START DOCUMENT SECTION
Overcoming AMR, inhibiting biofilm formation, and the inhibition of diarrhea and death caused by pathogenic E. coli in newborn piglets were documented in two research articles. In the former, the spore forming, rod-shaped, Gram-positive Bacillus subtilis was used as it is known to be a safe and a reliable probiotic in humans and animals. The isolation of B. subtilis, named WS-1, from healthy pigs inhibits the growth of pathogenic E. coli in vitro and protects the small intestine from injuries caused by an E. coli infection (Du et al.). In the latter study, seven gene-specific knockouts were produced by recombination in ocular E. coli. The mutations targeted three transmembrane genes ytfR, mdtO, and tolA, ryfA coding for non-coding RNA and three metabolic genes mhpA, mhpB, and bdcR. Interestingly, biofilm synthesis was inhibited in five mutants (ΔbdcR, ΔmhpA, ΔmhpB, ΔryfA, and ΔtolA) with no impact on their susceptibility profiles against a panel of antimicrobial agents such as ceftazidime, cefuroxime, ciprofloxacin, gentamicin, cefotaxime, sulfamethoxazole, and imipenem. Indeed, this was the first study to demonstrate the role of metabolic genes in biofilm formation (Ranjith et al.).
END DOCUMENT SECTION
▶ _REQUIRED ACTIONS_:
1. According to the passage on E. coli research, which five mutants showed inhibited biofilm synthesis?
2. Carry on the passage on E. coli research from where it ends.
START DATASET EXTRACT
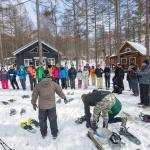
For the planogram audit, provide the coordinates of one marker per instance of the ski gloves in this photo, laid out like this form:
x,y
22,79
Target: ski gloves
x,y
34,106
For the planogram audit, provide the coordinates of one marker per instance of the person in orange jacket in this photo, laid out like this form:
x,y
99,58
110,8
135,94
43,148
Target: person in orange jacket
x,y
93,75
31,71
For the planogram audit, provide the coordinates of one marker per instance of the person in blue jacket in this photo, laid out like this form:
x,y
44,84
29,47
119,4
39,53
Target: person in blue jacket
x,y
12,73
63,74
22,73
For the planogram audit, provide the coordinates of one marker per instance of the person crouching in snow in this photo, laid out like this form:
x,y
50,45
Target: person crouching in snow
x,y
106,103
46,90
22,73
4,78
85,76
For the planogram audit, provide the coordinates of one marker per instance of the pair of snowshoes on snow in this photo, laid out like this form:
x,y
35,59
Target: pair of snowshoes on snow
x,y
28,125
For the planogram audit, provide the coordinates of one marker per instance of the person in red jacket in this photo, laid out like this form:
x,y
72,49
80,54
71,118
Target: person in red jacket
x,y
56,73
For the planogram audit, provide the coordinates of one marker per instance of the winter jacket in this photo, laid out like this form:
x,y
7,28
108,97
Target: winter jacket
x,y
22,73
72,73
92,71
144,75
107,72
56,72
133,74
85,74
4,75
39,72
12,73
99,72
63,73
30,70
46,90
79,75
109,105
119,73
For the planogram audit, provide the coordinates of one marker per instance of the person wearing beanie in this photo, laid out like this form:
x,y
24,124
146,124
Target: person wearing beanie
x,y
44,93
144,83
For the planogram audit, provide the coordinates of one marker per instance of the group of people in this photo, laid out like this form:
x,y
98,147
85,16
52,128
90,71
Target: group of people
x,y
58,73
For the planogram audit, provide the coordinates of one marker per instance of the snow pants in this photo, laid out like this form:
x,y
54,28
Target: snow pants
END DATASET EXTRACT
▶ _TASK-BY-TASK ANSWERS_:
1. ΔbdcR, ΔmhpA, ΔmhpB, ΔryfA, and ΔtolA

2.
Although AMR genes can remain for decades in the environment even in an antimicrobial-deprived condition, reducing the use of antimicrobials is a key step to decrease AMR in livestock. Fecal complex microbial communities can out-compete bacteria harboring AMR genes. Interestingly, it was shown that changing the microbial surrounding can inhibit the transmission of AMR genes from one generation to another. For example, the proportion of resistant Enterobacteria declined from 93 to 9% accompanied with reduced prevalence of eight AMR genes upon testing different fecal complex microbial communities in rabbits (Achard et al.). In a similar study that focused on the effect of perinatal tulathromycin (TUL) metaphylaxis on the development of fecal microbiota and its correlation with AMR in pre-weaned piglets, it was shown that a total of 127 AMR genes linked to 19 different classes of antimicrobial agents are present. However, these results highlighted that perinatal TUL metaphylaxis has no essential impacts on fecal microbiota structure and the prevalence of AMR genes (Zeineldin et al.). These two studies suggest that different fecal microbial communities impact sensitivity to different classes of antimicrobial agents in addition to the abundance of AMR genes.

In the context of applying a combinatorial therapeutic approach for potential treatment options against MDR Gram-positive and Gram-negative bacteria and the discovery of novel antimicrobial agents and/or targets, the Research Topic consists of 12 manuscripts from well-recognized research institutes and universities.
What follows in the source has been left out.